Word for word, restate every line of the listing that follows.

════════════════

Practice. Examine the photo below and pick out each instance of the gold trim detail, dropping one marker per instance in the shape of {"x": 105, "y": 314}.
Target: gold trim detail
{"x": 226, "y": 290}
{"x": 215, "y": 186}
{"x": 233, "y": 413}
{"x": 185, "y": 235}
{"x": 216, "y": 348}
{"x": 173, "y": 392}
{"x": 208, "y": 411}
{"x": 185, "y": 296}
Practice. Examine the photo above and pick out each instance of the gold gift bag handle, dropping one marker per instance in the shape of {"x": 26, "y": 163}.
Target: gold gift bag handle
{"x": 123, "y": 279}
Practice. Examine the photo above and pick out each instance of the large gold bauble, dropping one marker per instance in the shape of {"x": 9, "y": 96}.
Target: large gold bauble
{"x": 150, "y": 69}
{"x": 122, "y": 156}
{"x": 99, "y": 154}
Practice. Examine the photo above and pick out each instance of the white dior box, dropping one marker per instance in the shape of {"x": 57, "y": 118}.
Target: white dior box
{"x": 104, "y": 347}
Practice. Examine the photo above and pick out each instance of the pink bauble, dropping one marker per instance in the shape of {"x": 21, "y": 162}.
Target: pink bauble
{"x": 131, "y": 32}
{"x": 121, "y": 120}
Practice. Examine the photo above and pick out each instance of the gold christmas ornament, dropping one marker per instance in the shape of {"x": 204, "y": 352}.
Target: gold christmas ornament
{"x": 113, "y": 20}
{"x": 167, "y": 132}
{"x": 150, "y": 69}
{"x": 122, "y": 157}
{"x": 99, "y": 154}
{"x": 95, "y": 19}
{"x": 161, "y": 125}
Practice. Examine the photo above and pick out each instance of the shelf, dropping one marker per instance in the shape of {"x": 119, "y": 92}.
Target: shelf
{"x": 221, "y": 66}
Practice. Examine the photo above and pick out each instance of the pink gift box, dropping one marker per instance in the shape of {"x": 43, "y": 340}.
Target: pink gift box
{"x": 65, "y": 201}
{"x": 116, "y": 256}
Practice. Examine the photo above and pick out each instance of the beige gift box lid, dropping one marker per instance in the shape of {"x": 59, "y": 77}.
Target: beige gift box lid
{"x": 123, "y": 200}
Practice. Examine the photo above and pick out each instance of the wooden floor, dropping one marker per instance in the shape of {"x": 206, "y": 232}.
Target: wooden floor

════════════════

ANSWER TO THIS TASK:
Practice. Examine the photo below and pick out each instance of the gold trim detail, dropping one marker per instance in the shape of {"x": 105, "y": 314}.
Target: gold trim detail
{"x": 226, "y": 290}
{"x": 215, "y": 186}
{"x": 233, "y": 413}
{"x": 185, "y": 235}
{"x": 216, "y": 348}
{"x": 173, "y": 392}
{"x": 208, "y": 411}
{"x": 185, "y": 296}
Practice. Examine the photo above and pick out each instance of the gold gift bag handle, dropping one marker per instance in the shape of {"x": 26, "y": 163}.
Target: gold gift bag handle
{"x": 123, "y": 279}
Practice. Examine the photo above and pick out each instance of the large gold bauble, dropping one marker per instance in the shape of {"x": 9, "y": 96}.
Target: large gold bauble
{"x": 150, "y": 69}
{"x": 122, "y": 156}
{"x": 99, "y": 154}
Practice. Examine the photo above and pick out each instance of the white dior box, dropping one marker per instance in the shape of {"x": 57, "y": 118}.
Target: white dior box
{"x": 104, "y": 347}
Practice. Examine the photo above and pick out each instance of the pink bauble, dropping one marker per instance in the shape of {"x": 21, "y": 162}.
Target: pink bauble
{"x": 131, "y": 32}
{"x": 121, "y": 120}
Practice. Examine the photo above and pick out each instance of the gold christmas ornament, dropping one marker per instance in the shape of {"x": 204, "y": 352}.
Target: gold christmas ornament
{"x": 113, "y": 20}
{"x": 167, "y": 132}
{"x": 150, "y": 69}
{"x": 122, "y": 157}
{"x": 99, "y": 154}
{"x": 95, "y": 19}
{"x": 161, "y": 125}
Practice. Examine the photo above and pick out each instance of the shelf, dropping one marker per instance in the shape of {"x": 119, "y": 92}.
Target: shelf
{"x": 221, "y": 66}
Practice. Examine the photo above and pick out each instance of the pink gift box, dropping one marker per instance in the shape of {"x": 43, "y": 340}.
Target: pink gift box
{"x": 65, "y": 201}
{"x": 116, "y": 256}
Practice. Examine the photo above and pick out each instance of the beige gift box lid, dropping one marker per instance in the shape of {"x": 59, "y": 77}.
Target: beige gift box lid
{"x": 123, "y": 200}
Practice. Examine the photo above and pick out each instance of the wooden floor, dropping one marker per instance in the shape of {"x": 206, "y": 232}.
Target: wooden floor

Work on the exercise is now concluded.